• PROBLEM: Beneath this line is the data. Output exactly the lines from the line with "output | one point per instance, like (183,406)" to the line with "output | one point per instance, like (950,193)", both ends included, and nothing more.

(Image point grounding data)
==================================================

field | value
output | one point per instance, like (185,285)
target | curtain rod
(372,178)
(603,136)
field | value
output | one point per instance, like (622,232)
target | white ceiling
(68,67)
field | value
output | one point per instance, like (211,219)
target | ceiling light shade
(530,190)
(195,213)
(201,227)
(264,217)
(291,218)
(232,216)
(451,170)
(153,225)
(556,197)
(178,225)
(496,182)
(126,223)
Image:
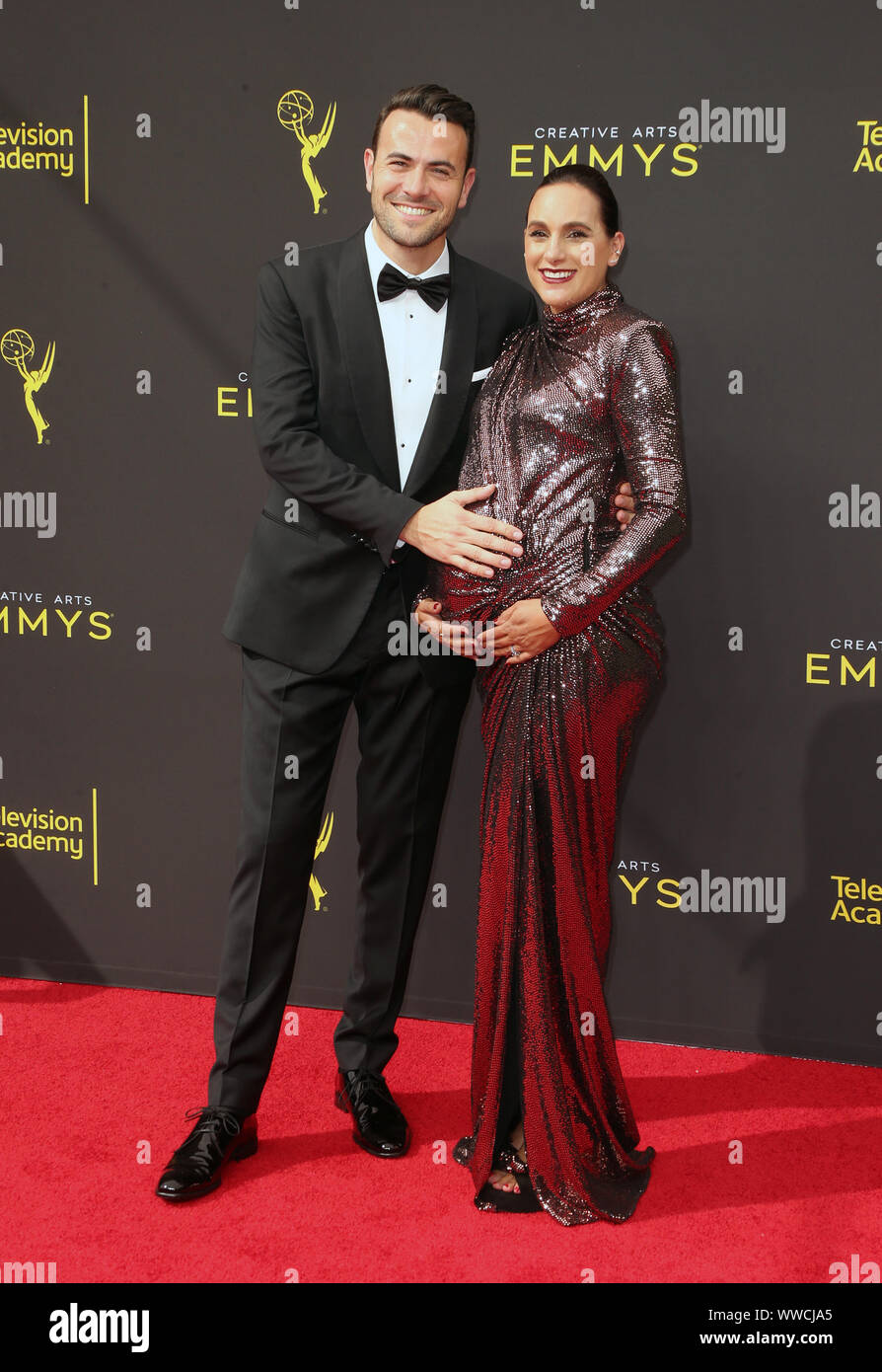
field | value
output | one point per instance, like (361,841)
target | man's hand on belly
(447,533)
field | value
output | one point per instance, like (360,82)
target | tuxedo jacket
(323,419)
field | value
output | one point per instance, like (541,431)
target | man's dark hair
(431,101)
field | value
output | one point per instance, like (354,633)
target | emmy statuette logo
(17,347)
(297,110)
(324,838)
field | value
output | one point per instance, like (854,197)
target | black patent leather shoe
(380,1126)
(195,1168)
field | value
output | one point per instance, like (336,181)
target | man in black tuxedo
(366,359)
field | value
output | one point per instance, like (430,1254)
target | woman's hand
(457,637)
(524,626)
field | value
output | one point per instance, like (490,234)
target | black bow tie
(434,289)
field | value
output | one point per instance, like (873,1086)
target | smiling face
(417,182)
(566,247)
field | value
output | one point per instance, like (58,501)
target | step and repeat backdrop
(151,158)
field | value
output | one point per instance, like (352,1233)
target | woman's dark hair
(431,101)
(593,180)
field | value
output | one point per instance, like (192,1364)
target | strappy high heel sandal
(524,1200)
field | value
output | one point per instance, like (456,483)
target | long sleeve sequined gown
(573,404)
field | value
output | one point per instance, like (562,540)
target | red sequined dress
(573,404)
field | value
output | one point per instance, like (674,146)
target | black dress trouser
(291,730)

==================================================

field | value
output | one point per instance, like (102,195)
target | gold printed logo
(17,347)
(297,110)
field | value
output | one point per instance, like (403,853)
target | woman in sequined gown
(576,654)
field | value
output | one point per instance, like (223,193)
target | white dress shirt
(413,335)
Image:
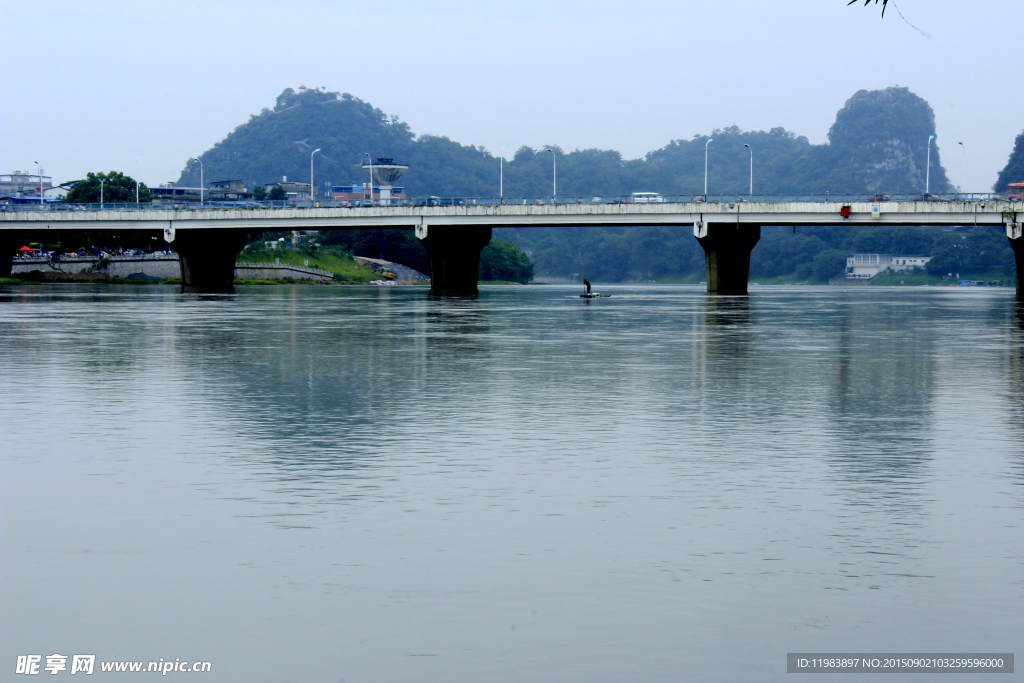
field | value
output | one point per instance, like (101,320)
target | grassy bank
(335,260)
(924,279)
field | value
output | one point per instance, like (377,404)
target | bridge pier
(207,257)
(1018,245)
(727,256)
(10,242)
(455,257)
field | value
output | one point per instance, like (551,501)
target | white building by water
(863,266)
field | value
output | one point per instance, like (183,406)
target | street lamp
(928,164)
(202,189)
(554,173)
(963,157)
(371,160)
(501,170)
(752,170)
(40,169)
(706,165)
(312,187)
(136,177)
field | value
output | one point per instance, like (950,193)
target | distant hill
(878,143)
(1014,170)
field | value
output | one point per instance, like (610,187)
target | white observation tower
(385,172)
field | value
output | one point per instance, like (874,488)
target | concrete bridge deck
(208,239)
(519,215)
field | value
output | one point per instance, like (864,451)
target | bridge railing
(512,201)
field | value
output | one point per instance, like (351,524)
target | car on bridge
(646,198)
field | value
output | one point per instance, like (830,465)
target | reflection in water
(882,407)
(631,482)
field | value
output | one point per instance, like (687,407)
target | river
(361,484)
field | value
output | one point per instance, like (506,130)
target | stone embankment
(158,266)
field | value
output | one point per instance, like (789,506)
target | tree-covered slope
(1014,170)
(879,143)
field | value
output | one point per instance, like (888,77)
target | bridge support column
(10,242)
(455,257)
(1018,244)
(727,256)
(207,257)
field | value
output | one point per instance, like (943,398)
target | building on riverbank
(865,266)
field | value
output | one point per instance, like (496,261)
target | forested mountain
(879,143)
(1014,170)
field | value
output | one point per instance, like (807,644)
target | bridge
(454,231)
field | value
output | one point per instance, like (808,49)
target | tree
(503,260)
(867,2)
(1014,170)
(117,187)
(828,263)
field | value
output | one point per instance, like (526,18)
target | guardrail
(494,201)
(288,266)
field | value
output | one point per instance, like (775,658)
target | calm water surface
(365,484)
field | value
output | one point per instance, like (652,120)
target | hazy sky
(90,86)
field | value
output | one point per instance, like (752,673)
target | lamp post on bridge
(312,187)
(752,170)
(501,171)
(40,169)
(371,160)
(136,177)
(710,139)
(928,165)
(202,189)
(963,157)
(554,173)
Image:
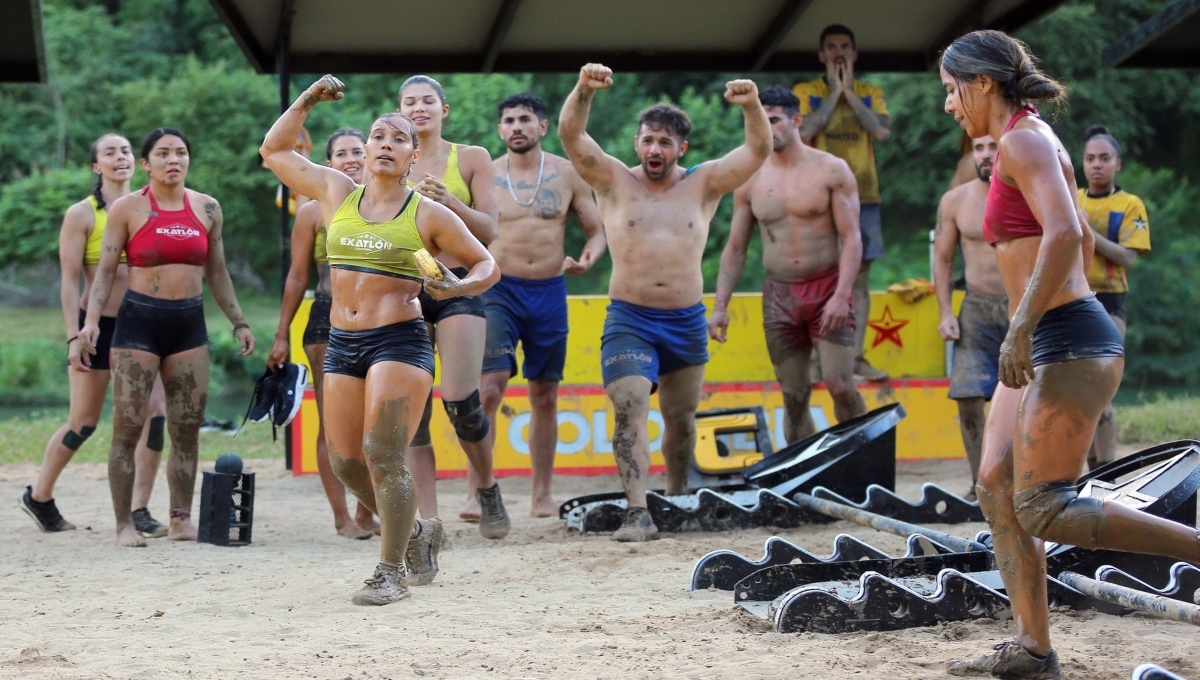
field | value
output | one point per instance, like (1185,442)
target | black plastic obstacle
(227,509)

==================================================

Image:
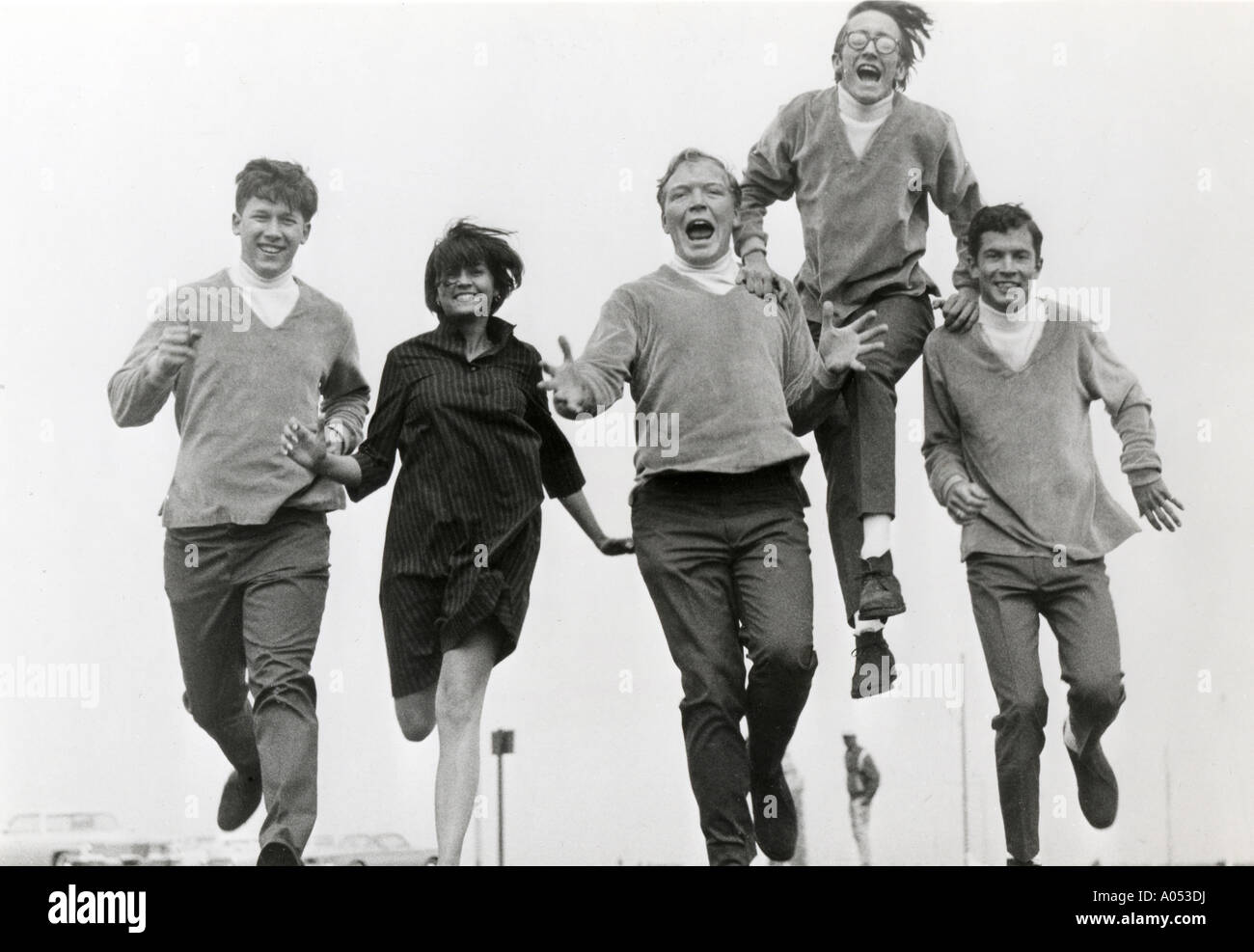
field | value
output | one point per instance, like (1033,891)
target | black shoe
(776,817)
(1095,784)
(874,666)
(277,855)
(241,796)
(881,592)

==================================================

• ANSWER TO THIS TASK:
output | one point per instance, like (183,406)
target | street lamp
(928,164)
(202,189)
(554,173)
(963,157)
(371,160)
(501,170)
(752,170)
(40,169)
(706,165)
(312,187)
(136,177)
field | value
output | one point per instance, like (950,193)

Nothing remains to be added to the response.